[Records taken from a data source]
-- START --
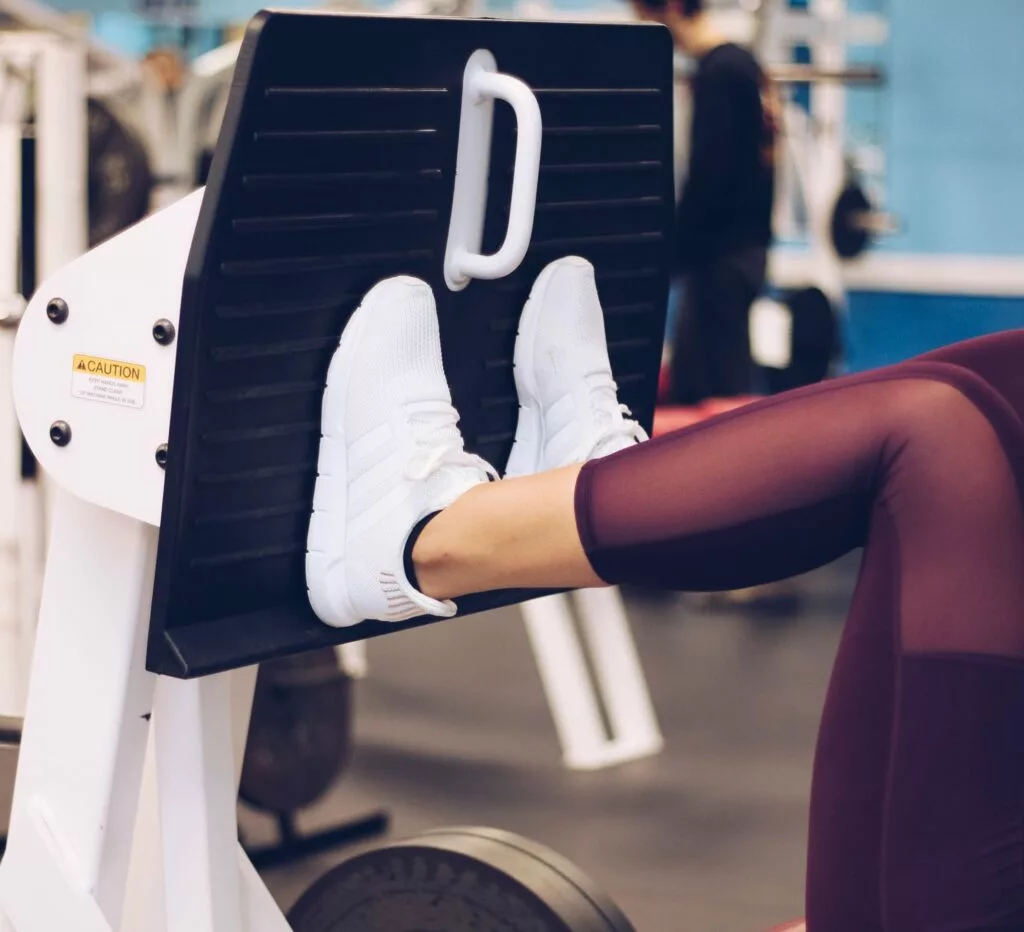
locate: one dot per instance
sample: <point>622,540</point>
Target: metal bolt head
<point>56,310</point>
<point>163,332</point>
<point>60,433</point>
-- END --
-- START --
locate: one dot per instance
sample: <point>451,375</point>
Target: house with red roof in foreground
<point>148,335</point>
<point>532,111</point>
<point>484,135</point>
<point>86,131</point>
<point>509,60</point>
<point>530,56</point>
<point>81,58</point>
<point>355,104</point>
-- END --
Your goal
Pull out each line above that contains the string "Target", and copy every such line in full.

Output of the exercise
Target: metal bolt head
Target: house with red roof in foreground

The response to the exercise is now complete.